__Aim of the exercise__:
The data shown below should all be retyped exactly.

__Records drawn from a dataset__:
* * * * *
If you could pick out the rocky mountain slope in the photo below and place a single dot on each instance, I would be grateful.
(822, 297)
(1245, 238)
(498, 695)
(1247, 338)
* * * * *
__Completed exercise__:
If you could pick out the rocky mountain slope in the photo below and place a single dot on each instance, I would be grateful.
(822, 297)
(1245, 238)
(498, 695)
(1247, 338)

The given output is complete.